REQUISITOS DA TAREFA:
Responda às perguntas seguintes a partir do texto extraído.
1. Que nome deu uma terra do Alentejo a uma rua, à falta de personalidade local de relevo?
2. Em que localidade se encontra a Rua de Nenhures?
3. Com que palavra rima sempre "coração" nas quadras mencionadas?

TEXTO EXTRAÍDO:
-*-
Mas independente de modas, o que interessa é avaliar os critérios. E nem sempre os critérios são suportáveis. Porque uma coisa é dar a uma rua o nome do Poeta Aleixo, outra é perpetuar numa travessa alguém que publicou dois ou três livrecos de quadras onde coração rima sempre com feijão e não passam da cepa torta. Uma coisa é dar nome de rua a uma figura pública nacional ou local que tenha deixado obra de excelência, pensamento e exemplo estimável na sociedade, outra é usar a rua para tornar em figura pública quem foi figura normal e por vezes pouco exemplar. Até por vezes os nomes são dados “porque não há mais ninguém”. Neste caso, rendo-me à sageza de uma terra do Alentejo que, à falta de personalidade local de relevo e com direito à consideração pública, resolveu o problema atribuindo à rua o nome de “Rua de Ninguém”. Ou, outro caso, também se encontra em Palmela a Rua de Nenhures. Na verdade, dar a uma escola o nome de alguém que não produziu uma linha pedagógica ou científica, que nunca foi professor ou investigador a sério, e que jamais se revelou um lutador da instrução pública com nome para ficar, não lembra a ninguém. Pensem nisto e dêem uma volta pela vossa cidade.
-*-
LINHAS DE DADOS:

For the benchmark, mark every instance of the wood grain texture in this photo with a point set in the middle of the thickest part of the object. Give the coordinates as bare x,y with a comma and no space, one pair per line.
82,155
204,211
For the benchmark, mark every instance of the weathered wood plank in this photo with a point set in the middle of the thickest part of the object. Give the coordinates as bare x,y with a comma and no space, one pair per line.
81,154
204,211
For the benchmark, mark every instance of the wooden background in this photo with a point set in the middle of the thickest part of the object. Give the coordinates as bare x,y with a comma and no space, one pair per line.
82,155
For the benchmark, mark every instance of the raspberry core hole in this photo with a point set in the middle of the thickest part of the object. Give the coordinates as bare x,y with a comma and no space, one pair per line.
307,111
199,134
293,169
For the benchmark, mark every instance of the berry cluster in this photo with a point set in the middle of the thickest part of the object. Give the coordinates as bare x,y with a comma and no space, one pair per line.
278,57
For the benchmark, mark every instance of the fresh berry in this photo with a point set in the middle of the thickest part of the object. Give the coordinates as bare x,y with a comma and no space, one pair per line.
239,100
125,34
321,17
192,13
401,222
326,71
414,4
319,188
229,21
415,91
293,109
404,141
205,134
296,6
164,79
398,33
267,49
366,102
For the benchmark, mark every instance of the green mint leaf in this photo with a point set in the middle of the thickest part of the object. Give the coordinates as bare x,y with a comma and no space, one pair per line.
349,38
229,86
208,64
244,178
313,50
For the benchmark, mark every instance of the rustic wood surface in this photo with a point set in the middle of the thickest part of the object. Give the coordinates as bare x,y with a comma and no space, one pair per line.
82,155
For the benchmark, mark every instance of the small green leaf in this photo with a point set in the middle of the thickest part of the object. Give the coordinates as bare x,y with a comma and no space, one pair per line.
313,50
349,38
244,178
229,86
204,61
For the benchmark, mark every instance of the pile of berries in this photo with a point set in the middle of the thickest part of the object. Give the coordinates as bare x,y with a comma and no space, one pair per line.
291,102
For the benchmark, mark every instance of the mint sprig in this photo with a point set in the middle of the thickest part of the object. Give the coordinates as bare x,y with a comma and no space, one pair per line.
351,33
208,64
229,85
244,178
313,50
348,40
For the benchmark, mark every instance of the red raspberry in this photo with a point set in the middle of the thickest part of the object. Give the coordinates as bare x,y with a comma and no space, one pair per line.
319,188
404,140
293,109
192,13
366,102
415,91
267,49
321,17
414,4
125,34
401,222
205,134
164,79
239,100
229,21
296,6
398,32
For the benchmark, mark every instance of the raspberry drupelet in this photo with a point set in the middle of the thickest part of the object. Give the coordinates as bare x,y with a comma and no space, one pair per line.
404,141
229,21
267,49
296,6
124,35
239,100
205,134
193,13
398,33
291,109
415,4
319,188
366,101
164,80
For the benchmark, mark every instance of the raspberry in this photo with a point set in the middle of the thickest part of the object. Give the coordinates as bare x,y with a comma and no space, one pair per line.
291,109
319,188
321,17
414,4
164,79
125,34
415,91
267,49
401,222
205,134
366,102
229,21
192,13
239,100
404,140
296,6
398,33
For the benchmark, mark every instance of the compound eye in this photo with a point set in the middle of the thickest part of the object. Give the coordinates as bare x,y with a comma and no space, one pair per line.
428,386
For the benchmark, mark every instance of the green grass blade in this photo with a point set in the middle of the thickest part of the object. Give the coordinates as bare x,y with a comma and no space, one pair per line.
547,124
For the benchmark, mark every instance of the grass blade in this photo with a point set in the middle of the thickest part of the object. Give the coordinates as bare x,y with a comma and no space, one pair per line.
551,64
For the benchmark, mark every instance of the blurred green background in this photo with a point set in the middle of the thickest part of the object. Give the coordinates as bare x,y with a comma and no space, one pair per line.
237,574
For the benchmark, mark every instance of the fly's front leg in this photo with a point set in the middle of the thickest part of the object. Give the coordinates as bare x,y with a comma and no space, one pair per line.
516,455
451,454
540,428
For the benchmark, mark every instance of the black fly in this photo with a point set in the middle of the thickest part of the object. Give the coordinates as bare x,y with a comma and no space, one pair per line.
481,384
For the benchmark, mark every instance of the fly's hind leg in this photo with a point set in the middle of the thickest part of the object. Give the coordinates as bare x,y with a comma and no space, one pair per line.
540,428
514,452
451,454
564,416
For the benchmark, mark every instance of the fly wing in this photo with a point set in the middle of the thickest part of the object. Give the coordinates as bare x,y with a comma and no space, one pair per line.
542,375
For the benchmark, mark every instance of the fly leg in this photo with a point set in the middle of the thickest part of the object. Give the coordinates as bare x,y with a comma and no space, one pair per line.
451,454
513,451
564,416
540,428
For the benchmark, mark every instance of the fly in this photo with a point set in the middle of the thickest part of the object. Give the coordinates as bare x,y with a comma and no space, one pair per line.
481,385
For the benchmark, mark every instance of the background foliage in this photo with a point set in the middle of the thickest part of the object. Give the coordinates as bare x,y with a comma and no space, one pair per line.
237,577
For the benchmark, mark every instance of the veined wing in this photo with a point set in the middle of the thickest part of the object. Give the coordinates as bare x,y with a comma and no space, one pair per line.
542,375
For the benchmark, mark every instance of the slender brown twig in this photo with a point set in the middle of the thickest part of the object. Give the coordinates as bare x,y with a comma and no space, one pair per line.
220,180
-*-
RESPOSTA DA TAREFA:
1. Deu-lhe o nome de "Rua de Ninguém".
2. A Rua de Nenhures encontra-se em Palmela.
3. "Coração" rima sempre com "feijão".